> _Exercise_: Your answer should consist only of the lines below from the one with "Find the chair" through the one with "Find the floral print", copied exactly.

** Opening Records block **

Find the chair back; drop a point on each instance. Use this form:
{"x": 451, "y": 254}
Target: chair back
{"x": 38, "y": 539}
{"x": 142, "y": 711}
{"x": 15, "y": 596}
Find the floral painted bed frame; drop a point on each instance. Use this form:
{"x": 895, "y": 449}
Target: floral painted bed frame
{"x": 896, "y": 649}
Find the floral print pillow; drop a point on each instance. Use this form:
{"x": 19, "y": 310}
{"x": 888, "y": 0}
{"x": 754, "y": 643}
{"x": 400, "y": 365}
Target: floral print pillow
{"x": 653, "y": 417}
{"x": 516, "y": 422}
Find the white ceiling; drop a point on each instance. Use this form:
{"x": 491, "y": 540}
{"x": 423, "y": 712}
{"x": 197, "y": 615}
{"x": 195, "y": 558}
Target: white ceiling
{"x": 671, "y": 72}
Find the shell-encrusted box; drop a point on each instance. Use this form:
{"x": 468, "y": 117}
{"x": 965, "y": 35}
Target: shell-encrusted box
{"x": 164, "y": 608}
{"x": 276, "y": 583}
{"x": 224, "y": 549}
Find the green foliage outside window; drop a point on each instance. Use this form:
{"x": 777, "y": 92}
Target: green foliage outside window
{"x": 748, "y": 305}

** Closing Records block **
** Opening Records block **

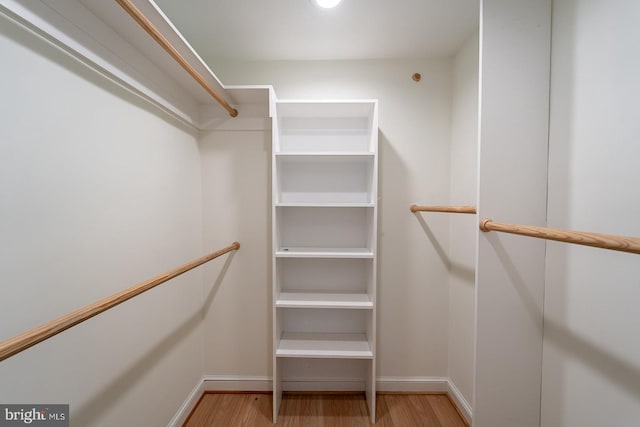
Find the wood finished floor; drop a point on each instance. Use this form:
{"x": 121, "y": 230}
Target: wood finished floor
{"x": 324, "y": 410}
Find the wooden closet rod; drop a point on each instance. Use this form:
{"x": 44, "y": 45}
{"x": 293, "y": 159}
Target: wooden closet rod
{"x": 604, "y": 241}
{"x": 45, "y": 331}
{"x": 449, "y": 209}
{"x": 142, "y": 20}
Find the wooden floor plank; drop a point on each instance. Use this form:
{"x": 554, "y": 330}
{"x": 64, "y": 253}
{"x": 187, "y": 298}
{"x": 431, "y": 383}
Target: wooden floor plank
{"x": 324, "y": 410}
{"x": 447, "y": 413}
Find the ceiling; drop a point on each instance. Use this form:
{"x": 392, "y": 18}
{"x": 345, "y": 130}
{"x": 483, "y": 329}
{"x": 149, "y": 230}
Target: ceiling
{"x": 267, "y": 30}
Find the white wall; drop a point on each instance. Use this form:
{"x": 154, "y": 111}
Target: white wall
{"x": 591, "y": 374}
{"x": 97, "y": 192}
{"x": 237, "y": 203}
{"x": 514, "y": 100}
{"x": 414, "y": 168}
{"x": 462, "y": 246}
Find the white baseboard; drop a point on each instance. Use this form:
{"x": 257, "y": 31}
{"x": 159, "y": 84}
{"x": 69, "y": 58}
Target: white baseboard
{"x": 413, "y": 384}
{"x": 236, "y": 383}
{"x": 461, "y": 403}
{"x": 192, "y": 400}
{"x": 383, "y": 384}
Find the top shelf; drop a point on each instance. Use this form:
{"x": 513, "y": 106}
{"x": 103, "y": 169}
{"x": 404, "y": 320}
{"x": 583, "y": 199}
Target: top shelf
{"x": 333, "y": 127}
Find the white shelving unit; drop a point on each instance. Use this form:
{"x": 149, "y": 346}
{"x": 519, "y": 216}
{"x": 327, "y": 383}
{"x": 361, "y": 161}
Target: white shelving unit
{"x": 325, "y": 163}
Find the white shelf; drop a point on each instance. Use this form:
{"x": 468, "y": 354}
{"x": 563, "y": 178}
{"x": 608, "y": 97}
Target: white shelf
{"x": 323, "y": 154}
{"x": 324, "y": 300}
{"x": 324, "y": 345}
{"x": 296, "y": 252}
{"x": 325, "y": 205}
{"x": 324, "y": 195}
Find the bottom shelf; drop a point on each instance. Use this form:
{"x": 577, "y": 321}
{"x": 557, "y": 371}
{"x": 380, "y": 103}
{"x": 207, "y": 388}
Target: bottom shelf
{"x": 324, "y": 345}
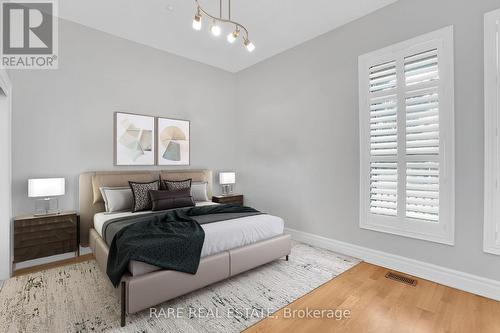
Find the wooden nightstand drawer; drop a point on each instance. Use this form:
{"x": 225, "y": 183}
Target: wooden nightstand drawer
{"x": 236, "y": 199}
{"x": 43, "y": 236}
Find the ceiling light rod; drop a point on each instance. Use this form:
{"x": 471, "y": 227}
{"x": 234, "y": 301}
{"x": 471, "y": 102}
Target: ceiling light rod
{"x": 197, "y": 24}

** Closing Records block **

> _Written solution_:
Find the chair back; drop a point on each instance. Use this form:
{"x": 451, "y": 254}
Target: chair back
{"x": 38, "y": 539}
{"x": 142, "y": 711}
{"x": 15, "y": 596}
Find the floral painted bed frame; drop a point on each instance. Use this form:
{"x": 895, "y": 449}
Target: floral painted bed frame
{"x": 896, "y": 649}
Find the floral print pillow; drop a point on each instance. Use this form:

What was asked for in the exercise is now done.